[Opening Supplied records section]

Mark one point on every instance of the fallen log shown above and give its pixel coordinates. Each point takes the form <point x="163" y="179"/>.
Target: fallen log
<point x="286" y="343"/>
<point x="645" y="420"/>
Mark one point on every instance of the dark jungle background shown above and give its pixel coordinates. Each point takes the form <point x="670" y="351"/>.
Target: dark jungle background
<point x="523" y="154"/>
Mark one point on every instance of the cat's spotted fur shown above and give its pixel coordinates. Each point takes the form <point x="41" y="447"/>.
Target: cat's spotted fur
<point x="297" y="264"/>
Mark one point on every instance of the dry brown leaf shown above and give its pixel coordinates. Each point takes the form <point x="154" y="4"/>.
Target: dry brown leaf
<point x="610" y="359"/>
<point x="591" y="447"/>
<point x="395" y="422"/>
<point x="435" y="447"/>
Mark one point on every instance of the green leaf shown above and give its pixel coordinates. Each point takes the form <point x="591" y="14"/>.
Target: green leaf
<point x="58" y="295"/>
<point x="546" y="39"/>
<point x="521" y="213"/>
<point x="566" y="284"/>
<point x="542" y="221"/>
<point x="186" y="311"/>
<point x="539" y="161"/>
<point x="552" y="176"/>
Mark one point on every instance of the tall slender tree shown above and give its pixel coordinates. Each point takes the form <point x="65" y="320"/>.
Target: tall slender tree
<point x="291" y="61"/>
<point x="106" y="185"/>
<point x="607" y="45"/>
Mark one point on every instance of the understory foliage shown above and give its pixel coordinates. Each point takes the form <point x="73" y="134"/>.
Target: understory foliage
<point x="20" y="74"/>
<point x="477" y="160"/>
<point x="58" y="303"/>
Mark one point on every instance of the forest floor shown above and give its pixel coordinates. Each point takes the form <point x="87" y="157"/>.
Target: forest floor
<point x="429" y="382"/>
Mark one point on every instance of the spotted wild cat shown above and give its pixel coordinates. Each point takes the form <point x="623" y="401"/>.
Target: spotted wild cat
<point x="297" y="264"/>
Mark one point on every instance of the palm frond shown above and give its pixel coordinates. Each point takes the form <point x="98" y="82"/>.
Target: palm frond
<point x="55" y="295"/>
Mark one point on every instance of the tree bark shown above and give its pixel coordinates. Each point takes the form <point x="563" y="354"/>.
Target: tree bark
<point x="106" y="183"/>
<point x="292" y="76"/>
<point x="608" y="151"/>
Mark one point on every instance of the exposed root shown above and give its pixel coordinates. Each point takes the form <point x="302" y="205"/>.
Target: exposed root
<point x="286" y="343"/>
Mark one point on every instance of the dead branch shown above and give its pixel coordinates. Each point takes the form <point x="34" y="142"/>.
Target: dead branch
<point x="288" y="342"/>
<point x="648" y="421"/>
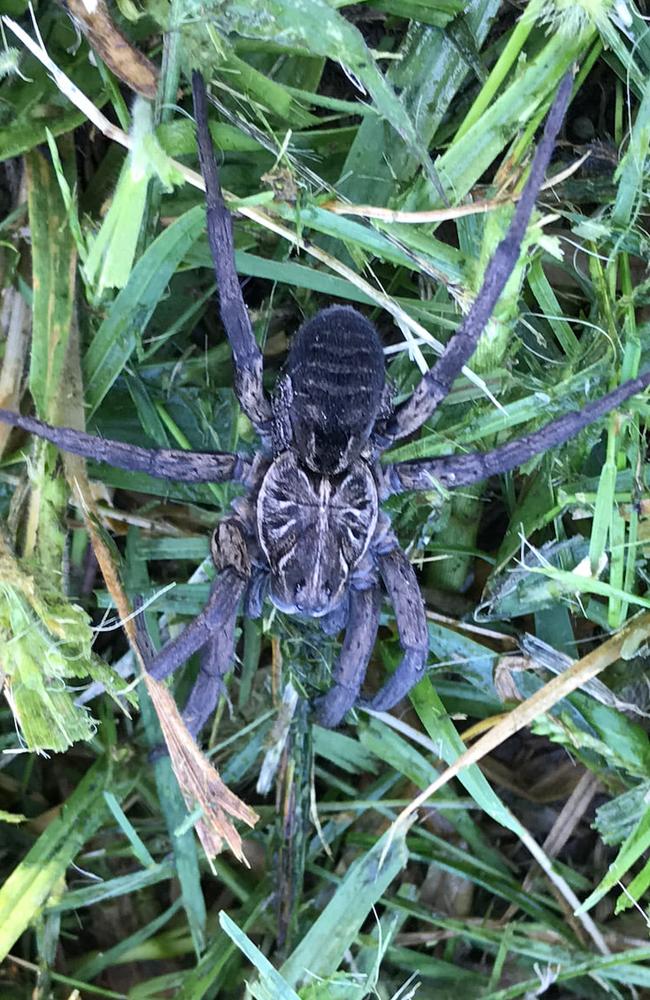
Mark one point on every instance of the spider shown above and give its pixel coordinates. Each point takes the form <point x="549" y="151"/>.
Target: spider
<point x="309" y="532"/>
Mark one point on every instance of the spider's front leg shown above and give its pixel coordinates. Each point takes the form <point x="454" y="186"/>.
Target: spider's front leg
<point x="213" y="630"/>
<point x="436" y="384"/>
<point x="402" y="586"/>
<point x="350" y="669"/>
<point x="247" y="355"/>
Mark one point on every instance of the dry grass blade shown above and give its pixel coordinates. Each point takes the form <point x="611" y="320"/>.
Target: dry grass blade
<point x="199" y="782"/>
<point x="624" y="644"/>
<point x="444" y="214"/>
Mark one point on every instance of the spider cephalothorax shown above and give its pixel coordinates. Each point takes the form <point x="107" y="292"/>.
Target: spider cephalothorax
<point x="309" y="533"/>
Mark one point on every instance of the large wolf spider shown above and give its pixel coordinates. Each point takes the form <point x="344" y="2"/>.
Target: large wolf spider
<point x="309" y="532"/>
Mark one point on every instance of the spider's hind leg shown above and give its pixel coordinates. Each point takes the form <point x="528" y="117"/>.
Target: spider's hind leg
<point x="402" y="586"/>
<point x="213" y="630"/>
<point x="350" y="669"/>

[Closing Supplied records section]

Instructions for the task: The copy should match each line above exactly and contain no images.

Answer below:
Mark one point on every instance of the fallen log shown above and give its pixel coordinates. Each point takes the form <point x="163" y="179"/>.
Target: fallen log
<point x="286" y="343"/>
<point x="645" y="420"/>
Mark one point on every instance of the dark jungle background shown above and give its pixel coordinates. Each point takes the form <point x="670" y="351"/>.
Target: dark jungle background
<point x="523" y="154"/>
Mark one point on every instance of the cat's spotted fur shown above and give its pixel coordinates. Each point takes the form <point x="41" y="447"/>.
Target: cat's spotted fur
<point x="297" y="264"/>
Mark one point on every instance of the dry brown leaf shown above and give its pixel coordinates. Each point takes the form <point x="154" y="4"/>.
Target: dry brown leaf
<point x="610" y="359"/>
<point x="591" y="447"/>
<point x="395" y="422"/>
<point x="435" y="447"/>
Mark one point on every instance of the green leaf shown above and give its pixel coordinates. Each point takes the form <point x="591" y="14"/>.
Target: green leaf
<point x="58" y="295"/>
<point x="546" y="39"/>
<point x="521" y="213"/>
<point x="566" y="284"/>
<point x="542" y="221"/>
<point x="186" y="311"/>
<point x="539" y="161"/>
<point x="552" y="176"/>
Mark one point on every instance of the tall slender tree shown above and give its pixel coordinates. Each point takes the form <point x="65" y="320"/>.
Target: tall slender tree
<point x="291" y="61"/>
<point x="106" y="185"/>
<point x="607" y="45"/>
Mark one point on every instance of the understory foliage shown above and give its pixel coordinates. Each point takes the form <point x="73" y="134"/>.
Target: understory foliage
<point x="20" y="74"/>
<point x="477" y="160"/>
<point x="58" y="303"/>
Mark one point on every instance of the forest floor shown above and give its pixel coordinates. Each point takes the form <point x="87" y="157"/>.
Target: forest floor
<point x="429" y="382"/>
Mark one point on every instance of the spotted wild cat shown above and give its pixel coordinates. Each point takes the form <point x="623" y="401"/>.
Target: spotted wild cat
<point x="297" y="264"/>
Mark one point on every instance of the palm frond shown above and give its pixel coordinates. Each point takes the form <point x="98" y="82"/>.
Target: palm frond
<point x="55" y="295"/>
Mark one point on every instance of the tree bark shown above and give its pixel coordinates. Each point takes the form <point x="563" y="354"/>.
Target: tree bark
<point x="106" y="183"/>
<point x="292" y="76"/>
<point x="608" y="151"/>
Mark one point on every instance of the exposed root shown above and give its pixel coordinates. Each point takes the form <point x="302" y="205"/>.
Target: exposed root
<point x="286" y="343"/>
Mark one point on every instance of the dead branch shown above and give its pixel coordinates. Each point takes the form <point x="34" y="142"/>.
Target: dead branch
<point x="288" y="342"/>
<point x="648" y="421"/>
Mark one point on every instance of the spider shown above and give its pixel coordinates. Each point takes the form <point x="549" y="151"/>.
Target: spider
<point x="309" y="532"/>
Mark one point on every instance of the spider's front leg shown above and give its pixel coordinates. Each point takes the form <point x="454" y="186"/>.
Target: spider's front leg
<point x="213" y="630"/>
<point x="436" y="384"/>
<point x="402" y="586"/>
<point x="350" y="669"/>
<point x="247" y="355"/>
Mark one point on every instance of the dry grass blade shown above and give its pixel coordinates. Each point takes the form <point x="611" y="320"/>.
Target: dry grass blade
<point x="199" y="782"/>
<point x="624" y="644"/>
<point x="444" y="214"/>
Mark one point on every instance of the spider cephalothorax shown above and give its pixel coordinates. Each point takes the form <point x="107" y="292"/>.
Target: spider cephalothorax
<point x="309" y="533"/>
Mark one point on every instance of the large wolf spider shown above and give its pixel coordinates. Each point takes the form <point x="344" y="2"/>.
Target: large wolf spider
<point x="309" y="532"/>
Mark one point on every instance of the spider's hind leg shown above and give its pixel coordinates. Each point takes the form <point x="528" y="117"/>.
Target: spider's hind leg
<point x="402" y="586"/>
<point x="213" y="630"/>
<point x="350" y="669"/>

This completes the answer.